TASK: Rewrite all of the records below, replacing "sample" with "example" and keeping everything else unchanged. Leave the pictures out.

SUPPLIED MATERIAL:
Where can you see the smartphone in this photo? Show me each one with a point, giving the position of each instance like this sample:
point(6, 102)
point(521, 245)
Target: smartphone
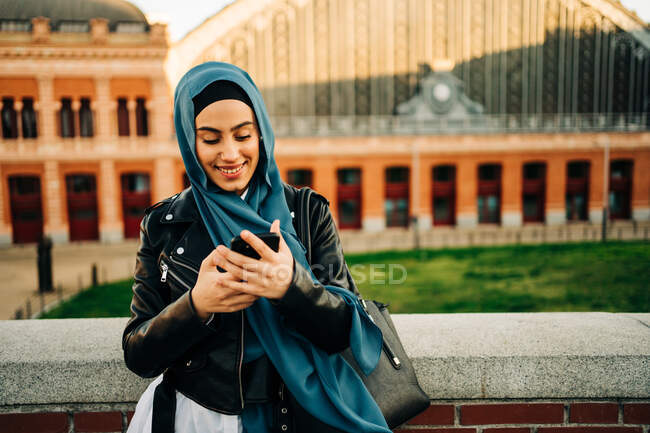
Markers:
point(240, 246)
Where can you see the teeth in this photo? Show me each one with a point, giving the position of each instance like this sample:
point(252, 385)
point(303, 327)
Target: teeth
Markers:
point(232, 171)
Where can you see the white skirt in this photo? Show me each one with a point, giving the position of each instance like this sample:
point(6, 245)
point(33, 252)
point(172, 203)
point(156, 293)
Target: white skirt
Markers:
point(190, 417)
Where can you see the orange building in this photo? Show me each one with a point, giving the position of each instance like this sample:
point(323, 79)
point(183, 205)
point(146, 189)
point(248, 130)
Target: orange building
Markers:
point(417, 111)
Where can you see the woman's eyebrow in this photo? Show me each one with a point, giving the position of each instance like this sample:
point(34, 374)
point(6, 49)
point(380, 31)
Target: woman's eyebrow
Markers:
point(211, 129)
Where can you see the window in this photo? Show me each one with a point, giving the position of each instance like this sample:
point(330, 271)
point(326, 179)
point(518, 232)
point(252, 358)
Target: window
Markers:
point(29, 118)
point(66, 118)
point(577, 191)
point(620, 189)
point(349, 198)
point(85, 118)
point(26, 208)
point(299, 178)
point(396, 204)
point(9, 121)
point(444, 195)
point(141, 116)
point(534, 191)
point(122, 118)
point(489, 193)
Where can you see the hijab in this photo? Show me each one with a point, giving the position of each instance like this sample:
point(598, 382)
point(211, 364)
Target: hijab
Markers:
point(325, 385)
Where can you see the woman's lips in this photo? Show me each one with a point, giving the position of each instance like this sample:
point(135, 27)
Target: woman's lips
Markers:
point(231, 171)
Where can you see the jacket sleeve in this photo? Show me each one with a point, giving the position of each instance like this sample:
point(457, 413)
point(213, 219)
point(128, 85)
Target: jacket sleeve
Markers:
point(159, 332)
point(321, 316)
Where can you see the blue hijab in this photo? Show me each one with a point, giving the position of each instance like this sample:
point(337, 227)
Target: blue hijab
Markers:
point(325, 385)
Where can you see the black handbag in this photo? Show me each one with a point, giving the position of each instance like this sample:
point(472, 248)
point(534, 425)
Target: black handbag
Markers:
point(393, 383)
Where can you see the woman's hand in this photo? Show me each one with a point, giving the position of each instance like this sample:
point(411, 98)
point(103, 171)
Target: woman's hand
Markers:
point(267, 277)
point(212, 292)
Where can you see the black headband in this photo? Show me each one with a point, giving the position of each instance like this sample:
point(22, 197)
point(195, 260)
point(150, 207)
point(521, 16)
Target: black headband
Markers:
point(217, 91)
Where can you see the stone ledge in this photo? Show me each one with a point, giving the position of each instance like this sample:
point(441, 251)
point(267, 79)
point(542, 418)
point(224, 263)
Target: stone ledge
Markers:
point(457, 356)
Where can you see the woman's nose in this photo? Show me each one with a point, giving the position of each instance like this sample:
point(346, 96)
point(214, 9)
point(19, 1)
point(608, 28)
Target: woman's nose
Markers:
point(230, 151)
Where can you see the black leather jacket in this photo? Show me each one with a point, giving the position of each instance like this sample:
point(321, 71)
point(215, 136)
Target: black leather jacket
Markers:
point(204, 362)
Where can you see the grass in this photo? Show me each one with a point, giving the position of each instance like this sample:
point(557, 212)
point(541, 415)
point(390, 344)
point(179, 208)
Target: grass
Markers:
point(552, 277)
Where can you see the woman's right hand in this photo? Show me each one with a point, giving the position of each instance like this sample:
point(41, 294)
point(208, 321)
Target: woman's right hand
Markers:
point(211, 293)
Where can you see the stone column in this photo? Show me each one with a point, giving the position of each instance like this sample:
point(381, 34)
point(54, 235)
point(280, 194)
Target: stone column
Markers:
point(18, 107)
point(111, 225)
point(47, 108)
point(325, 183)
point(641, 187)
point(596, 189)
point(373, 186)
point(467, 188)
point(55, 226)
point(103, 108)
point(133, 121)
point(556, 190)
point(160, 126)
point(76, 125)
point(511, 193)
point(164, 182)
point(5, 225)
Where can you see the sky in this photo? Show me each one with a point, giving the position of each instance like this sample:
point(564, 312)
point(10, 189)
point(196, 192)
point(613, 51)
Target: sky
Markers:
point(182, 18)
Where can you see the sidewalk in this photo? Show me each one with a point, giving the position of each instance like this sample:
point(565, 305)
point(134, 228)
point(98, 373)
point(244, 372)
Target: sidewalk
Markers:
point(71, 264)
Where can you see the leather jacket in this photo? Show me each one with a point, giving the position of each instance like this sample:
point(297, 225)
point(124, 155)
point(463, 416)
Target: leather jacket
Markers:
point(204, 361)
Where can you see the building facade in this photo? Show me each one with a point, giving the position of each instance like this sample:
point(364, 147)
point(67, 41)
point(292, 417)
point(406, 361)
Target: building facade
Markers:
point(439, 113)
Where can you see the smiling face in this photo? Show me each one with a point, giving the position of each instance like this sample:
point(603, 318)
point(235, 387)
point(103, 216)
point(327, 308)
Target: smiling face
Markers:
point(227, 144)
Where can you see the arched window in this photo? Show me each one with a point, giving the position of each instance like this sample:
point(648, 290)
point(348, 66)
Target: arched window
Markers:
point(534, 192)
point(489, 193)
point(444, 195)
point(122, 118)
point(577, 191)
point(29, 118)
point(396, 203)
point(142, 118)
point(349, 198)
point(85, 118)
point(66, 118)
point(9, 121)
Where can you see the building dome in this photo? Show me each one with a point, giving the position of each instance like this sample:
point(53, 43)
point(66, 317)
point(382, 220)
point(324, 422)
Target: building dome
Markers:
point(62, 11)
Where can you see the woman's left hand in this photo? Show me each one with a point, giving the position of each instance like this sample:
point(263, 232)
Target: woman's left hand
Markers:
point(269, 276)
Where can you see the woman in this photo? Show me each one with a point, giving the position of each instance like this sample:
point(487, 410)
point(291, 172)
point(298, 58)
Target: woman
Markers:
point(254, 348)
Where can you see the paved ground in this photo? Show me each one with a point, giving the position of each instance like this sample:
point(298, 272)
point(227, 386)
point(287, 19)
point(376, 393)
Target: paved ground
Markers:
point(72, 265)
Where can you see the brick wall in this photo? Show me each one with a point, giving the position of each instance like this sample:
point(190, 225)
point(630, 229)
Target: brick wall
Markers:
point(464, 417)
point(533, 417)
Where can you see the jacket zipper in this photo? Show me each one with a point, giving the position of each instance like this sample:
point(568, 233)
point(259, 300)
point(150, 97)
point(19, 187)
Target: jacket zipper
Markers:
point(166, 271)
point(241, 361)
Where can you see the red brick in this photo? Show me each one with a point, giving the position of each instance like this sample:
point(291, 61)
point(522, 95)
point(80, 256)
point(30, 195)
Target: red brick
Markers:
point(589, 430)
point(515, 413)
point(636, 413)
point(436, 430)
point(34, 422)
point(436, 414)
point(604, 413)
point(506, 430)
point(88, 422)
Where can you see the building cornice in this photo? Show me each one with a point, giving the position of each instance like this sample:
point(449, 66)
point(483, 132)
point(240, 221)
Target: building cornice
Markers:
point(80, 52)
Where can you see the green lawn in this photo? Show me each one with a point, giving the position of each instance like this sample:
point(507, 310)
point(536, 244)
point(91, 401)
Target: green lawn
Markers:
point(552, 277)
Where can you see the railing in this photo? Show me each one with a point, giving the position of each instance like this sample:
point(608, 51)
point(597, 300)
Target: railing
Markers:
point(303, 126)
point(544, 372)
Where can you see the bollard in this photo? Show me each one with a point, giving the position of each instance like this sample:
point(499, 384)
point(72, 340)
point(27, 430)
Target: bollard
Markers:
point(44, 264)
point(93, 275)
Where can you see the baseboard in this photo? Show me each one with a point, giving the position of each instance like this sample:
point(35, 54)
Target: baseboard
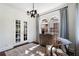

EXERCISE OUTPUT:
Where can you see the smartphone in this photo? Show me each one with a point, giving the position of each instance like this example:
point(6, 102)
point(521, 245)
Target: smartphone
Markers:
point(240, 246)
Where can you see the teeth in this photo? Show me each one with a point, giving the position of each instance like this example:
point(252, 385)
point(303, 327)
Target: teeth
Markers:
point(232, 171)
Where can you see the white skirt in this photo? Show me each one with a point, giving the position of each instance like this example:
point(6, 245)
point(33, 252)
point(172, 203)
point(156, 293)
Target: white skirt
Markers:
point(190, 417)
Where can you see the orange building in this photo? Show me each one with a point, giving the position of each instance like this example:
point(323, 79)
point(183, 205)
point(146, 189)
point(248, 130)
Target: orange building
Markers:
point(417, 111)
Where can you see the woman's eyebrow in this photo? Show me each one with a point, giving the position of each instance like this example:
point(34, 374)
point(6, 49)
point(380, 31)
Target: woman's eyebrow
Markers:
point(211, 129)
Where can you see the window in this photo? Show me each one with a point, giving the position of each instance like this example:
point(330, 271)
point(326, 179)
point(518, 232)
point(252, 358)
Target: window
Markers:
point(29, 118)
point(66, 118)
point(577, 191)
point(620, 189)
point(349, 198)
point(85, 118)
point(26, 208)
point(299, 178)
point(396, 204)
point(9, 121)
point(444, 195)
point(141, 116)
point(534, 191)
point(122, 118)
point(489, 193)
Where can you see the hijab in this photo? Show me each one with a point, giving the position of each instance like this example:
point(598, 382)
point(211, 364)
Target: hijab
Markers:
point(325, 385)
Where can you see the woman's lips in this photo? Show me each one with a point, giving the position of each instance like this example:
point(135, 27)
Target: woman's lips
Markers:
point(231, 171)
Where can you see the jacket sleeve in this photo? Show me each one with a point, giving the position of each instance like this example:
point(457, 413)
point(213, 219)
point(128, 85)
Target: jacket sleeve
Markers:
point(159, 332)
point(321, 316)
Where can you see the blue hijab in this photo? Show me each one with a point, giving the position of each instance like this example:
point(337, 227)
Target: blue hijab
Markers:
point(325, 385)
Where can you see the black handbag in this photo? Show me each one with a point, giving the position of each instance like this example:
point(472, 248)
point(534, 425)
Target: black handbag
Markers:
point(393, 383)
Where can you see the woman's hand in this photo? Show me each one with a point, giving the position of each instance like this example:
point(411, 98)
point(103, 171)
Target: woman's hand
Markers:
point(267, 277)
point(212, 292)
Where can you see the black headband in this photo? Show me each one with a point, giving the position of each instance like this example:
point(22, 197)
point(195, 260)
point(150, 207)
point(521, 16)
Target: black headband
Markers:
point(217, 91)
Where can you see the stone ledge in this photo? Show me each one with a point, giving the position of each instance like this example:
point(441, 251)
point(267, 79)
point(542, 418)
point(224, 263)
Target: stone ledge
Markers:
point(457, 356)
Where can you see the woman's nose in this photo? Show me each one with a point, giving the position of each instance like this example:
point(346, 96)
point(214, 9)
point(19, 1)
point(608, 28)
Target: woman's nose
Markers:
point(230, 151)
Where can you see the black leather jacket in this photo? Show me each one with a point, giving the position of each instance like this example:
point(321, 71)
point(215, 136)
Target: black leather jacket
Markers:
point(204, 362)
Where can you see the grass in this photo? Show me each one with a point, giving the position of each instance like this example:
point(557, 212)
point(541, 415)
point(390, 344)
point(179, 208)
Target: grass
Markers:
point(552, 277)
Where can you see the woman's right hand in this photo? Show me each one with a point, giving the position of each instance like this example:
point(41, 294)
point(208, 321)
Target: woman's right hand
Markers:
point(211, 293)
Where can you see the stone column in this photo? Show me each one with a point, giving the position of each instance like this example:
point(381, 34)
point(54, 235)
point(280, 194)
Target: stone column
Markers:
point(18, 107)
point(111, 225)
point(47, 108)
point(325, 183)
point(641, 187)
point(596, 189)
point(373, 186)
point(467, 188)
point(55, 226)
point(103, 108)
point(133, 121)
point(556, 190)
point(160, 126)
point(76, 125)
point(511, 193)
point(164, 182)
point(5, 225)
Where can you see the sky in this photo? Show me each one with a point, giving the position of each instance like this example:
point(564, 312)
point(10, 189)
point(196, 192)
point(613, 51)
Target: sky
Markers:
point(182, 18)
Where can you see the sidewalk in this photo? Show me each one with a point, giving the position of each instance like this example:
point(565, 305)
point(134, 228)
point(98, 373)
point(244, 372)
Target: sidewalk
Markers:
point(71, 264)
Where can you see the leather jacket in this photo? Show me each one with a point, giving the position of each instance like this example:
point(297, 225)
point(124, 155)
point(463, 416)
Target: leather jacket
Markers:
point(204, 361)
Where can you see the building facade in this photo? Show me each one with a point, giving the position of each instance like this example:
point(364, 147)
point(67, 41)
point(292, 417)
point(406, 361)
Target: building facade
Markers:
point(439, 113)
Where can you see the smiling face in this photo? Show me each one with a point, giving the position of each instance like this example:
point(603, 318)
point(235, 387)
point(103, 216)
point(327, 308)
Target: smiling face
Markers:
point(227, 144)
Where can you see the arched window in this photo? Show me each one with a point, giving the position of each instance like this example:
point(648, 290)
point(348, 66)
Target: arched window
Markers:
point(534, 192)
point(489, 193)
point(444, 195)
point(122, 118)
point(577, 191)
point(29, 118)
point(396, 203)
point(142, 118)
point(349, 198)
point(85, 118)
point(66, 118)
point(9, 121)
Where can you see the building dome in this photo? Show me each one with a point, giving the position of each instance like this example:
point(53, 43)
point(66, 317)
point(382, 220)
point(324, 422)
Target: building dome
Markers:
point(62, 11)
Where can you see the woman's left hand in this photo? Show me each one with a point, giving the position of each instance like this example:
point(263, 232)
Target: woman's left hand
Markers:
point(269, 276)
Where can you see the woman in this photo? Show me each one with a point, giving the position of each instance like this example:
point(487, 410)
point(291, 172)
point(298, 58)
Target: woman
Markers:
point(254, 348)
Where can you see the paved ground in this photo? Show me each one with a point, giving the position of each instance like this example:
point(298, 272)
point(227, 386)
point(287, 19)
point(376, 393)
Target: paved ground
Markers:
point(72, 265)
Where can you see the brick wall in this photo? Show me each one with a point, giving the position of each instance like this example:
point(190, 225)
point(630, 229)
Target: brick wall
Markers:
point(464, 417)
point(533, 417)
Where can you see the jacket zipper in this photo? Show me each one with a point, giving the position of each instance like this example:
point(568, 233)
point(259, 300)
point(150, 97)
point(19, 187)
Target: jacket zipper
Markers:
point(166, 271)
point(241, 361)
Where can you see the red brick in this photo? Show me each one with a point, giving the position of each instance like this example:
point(291, 61)
point(522, 95)
point(80, 256)
point(30, 195)
Target: red brick
Markers:
point(589, 430)
point(515, 413)
point(636, 413)
point(436, 430)
point(34, 422)
point(436, 414)
point(604, 413)
point(506, 430)
point(88, 422)
Where can you see the building cornice in this photo? Show me each one with a point, giving the position of each instance like this example:
point(449, 66)
point(483, 132)
point(240, 221)
Target: building cornice
Markers:
point(80, 52)
Where can you see the green lawn in this photo? Show me each one with a point, giving the position of each instance like this example:
point(507, 310)
point(536, 244)
point(91, 401)
Target: green lawn
Markers:
point(552, 277)
Where can you see the railing in this photo? Show me each one with a point, giving the position of each instance like this example:
point(608, 51)
point(597, 300)
Target: railing
Markers:
point(303, 126)
point(544, 372)
Where can you see the bollard in this photo? Show me each one with a point, giving the position of each instance like this example:
point(499, 384)
point(72, 340)
point(27, 430)
Target: bollard
Markers:
point(44, 264)
point(93, 275)
Where can you see the baseboard in this photo? Show me each one with a point, giving the position of each instance like this example:
point(35, 54)
Target: baseboard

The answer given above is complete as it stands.